**Exercise objective:** Please copy the rows starting at the line that contains "Target — truck bed" and ending at the line that contains "column 575, row 163", swapping "put a point on" for "place a dot on" and leaving everything else unchanged.

· · · · · · ·

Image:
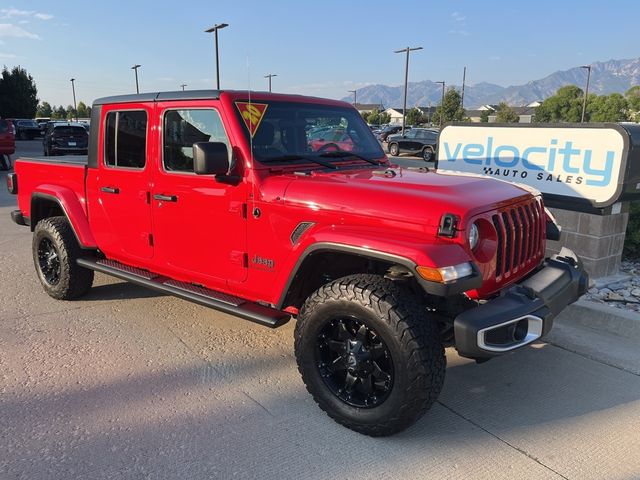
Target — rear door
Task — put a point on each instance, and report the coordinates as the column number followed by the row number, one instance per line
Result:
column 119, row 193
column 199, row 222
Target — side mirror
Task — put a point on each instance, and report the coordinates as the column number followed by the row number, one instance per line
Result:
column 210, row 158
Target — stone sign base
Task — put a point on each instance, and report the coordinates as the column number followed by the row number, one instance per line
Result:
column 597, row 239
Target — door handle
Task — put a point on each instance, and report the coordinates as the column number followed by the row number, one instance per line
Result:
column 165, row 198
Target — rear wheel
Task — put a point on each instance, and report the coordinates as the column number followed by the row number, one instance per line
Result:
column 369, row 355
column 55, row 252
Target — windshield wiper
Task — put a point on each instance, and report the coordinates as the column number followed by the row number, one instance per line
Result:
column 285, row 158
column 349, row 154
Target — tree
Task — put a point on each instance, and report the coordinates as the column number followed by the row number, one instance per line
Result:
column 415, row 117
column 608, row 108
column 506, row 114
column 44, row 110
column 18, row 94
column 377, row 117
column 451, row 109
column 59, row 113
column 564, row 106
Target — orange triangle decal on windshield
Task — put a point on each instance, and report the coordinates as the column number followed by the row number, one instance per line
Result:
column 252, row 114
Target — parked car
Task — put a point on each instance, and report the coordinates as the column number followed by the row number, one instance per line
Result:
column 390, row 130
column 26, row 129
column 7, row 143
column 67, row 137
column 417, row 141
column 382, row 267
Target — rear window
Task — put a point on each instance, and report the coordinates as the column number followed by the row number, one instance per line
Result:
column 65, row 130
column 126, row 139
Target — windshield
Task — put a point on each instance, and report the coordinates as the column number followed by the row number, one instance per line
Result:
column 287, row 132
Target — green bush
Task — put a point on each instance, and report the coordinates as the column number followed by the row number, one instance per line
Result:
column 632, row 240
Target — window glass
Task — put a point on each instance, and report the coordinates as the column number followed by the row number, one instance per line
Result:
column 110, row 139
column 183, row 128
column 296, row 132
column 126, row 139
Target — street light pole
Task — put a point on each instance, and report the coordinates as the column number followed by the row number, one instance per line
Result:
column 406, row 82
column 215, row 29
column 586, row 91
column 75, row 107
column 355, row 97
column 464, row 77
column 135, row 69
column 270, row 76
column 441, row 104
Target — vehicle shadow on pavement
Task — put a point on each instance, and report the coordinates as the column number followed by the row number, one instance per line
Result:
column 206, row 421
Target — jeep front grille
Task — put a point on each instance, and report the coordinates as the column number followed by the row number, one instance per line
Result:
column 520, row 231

· · · · · · ·

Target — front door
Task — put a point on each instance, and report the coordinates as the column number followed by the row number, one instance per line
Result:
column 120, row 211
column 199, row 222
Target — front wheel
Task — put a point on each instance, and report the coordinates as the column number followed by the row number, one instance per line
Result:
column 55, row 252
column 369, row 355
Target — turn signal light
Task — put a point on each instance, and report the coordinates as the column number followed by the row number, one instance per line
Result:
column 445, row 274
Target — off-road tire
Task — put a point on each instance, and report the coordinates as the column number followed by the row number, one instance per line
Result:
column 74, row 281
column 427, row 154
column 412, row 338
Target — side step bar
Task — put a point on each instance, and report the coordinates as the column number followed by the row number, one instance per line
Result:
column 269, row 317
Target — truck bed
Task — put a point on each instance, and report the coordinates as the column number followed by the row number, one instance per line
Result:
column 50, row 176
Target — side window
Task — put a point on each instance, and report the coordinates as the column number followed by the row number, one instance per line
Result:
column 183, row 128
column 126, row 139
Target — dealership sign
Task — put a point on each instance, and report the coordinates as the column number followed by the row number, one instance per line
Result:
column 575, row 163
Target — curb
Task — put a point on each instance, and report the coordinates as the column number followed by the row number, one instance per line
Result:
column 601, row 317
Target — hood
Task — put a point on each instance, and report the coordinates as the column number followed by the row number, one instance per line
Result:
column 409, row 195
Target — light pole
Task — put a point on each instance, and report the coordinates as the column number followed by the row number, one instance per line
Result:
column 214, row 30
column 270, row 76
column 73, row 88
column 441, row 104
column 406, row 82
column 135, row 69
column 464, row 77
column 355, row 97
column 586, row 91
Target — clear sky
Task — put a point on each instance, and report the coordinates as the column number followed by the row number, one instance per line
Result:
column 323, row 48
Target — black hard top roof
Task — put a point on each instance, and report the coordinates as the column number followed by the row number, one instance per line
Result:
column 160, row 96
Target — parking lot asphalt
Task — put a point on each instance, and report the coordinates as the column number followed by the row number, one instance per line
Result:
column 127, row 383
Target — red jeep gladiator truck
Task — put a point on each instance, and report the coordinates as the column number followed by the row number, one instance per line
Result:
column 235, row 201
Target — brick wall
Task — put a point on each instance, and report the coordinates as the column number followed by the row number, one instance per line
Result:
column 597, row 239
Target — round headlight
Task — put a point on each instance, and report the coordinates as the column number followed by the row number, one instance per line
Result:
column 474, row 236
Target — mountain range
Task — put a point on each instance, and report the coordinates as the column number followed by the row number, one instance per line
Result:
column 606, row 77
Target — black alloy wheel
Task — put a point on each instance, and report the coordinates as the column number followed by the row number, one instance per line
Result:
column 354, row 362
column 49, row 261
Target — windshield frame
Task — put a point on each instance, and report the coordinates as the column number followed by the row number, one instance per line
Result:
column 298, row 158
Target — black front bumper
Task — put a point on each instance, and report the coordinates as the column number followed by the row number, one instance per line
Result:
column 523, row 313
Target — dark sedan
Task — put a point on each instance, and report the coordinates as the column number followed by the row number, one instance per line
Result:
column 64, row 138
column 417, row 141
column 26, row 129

· · · · · · ·

**Exercise solution:**
Target — truck bed
Task — place a dot on each instance, and report the coordinates as the column number followed by the row number, one instance per line
Result:
column 50, row 176
Target — side window
Task — place a dot on each instance, and report the coordinates as the column number followed by the row number, one instance per line
Result:
column 183, row 128
column 126, row 139
Target — dealership sign
Task — place a dot on each instance, and report the coordinates as the column number followed by the row number, one instance per line
Result:
column 575, row 163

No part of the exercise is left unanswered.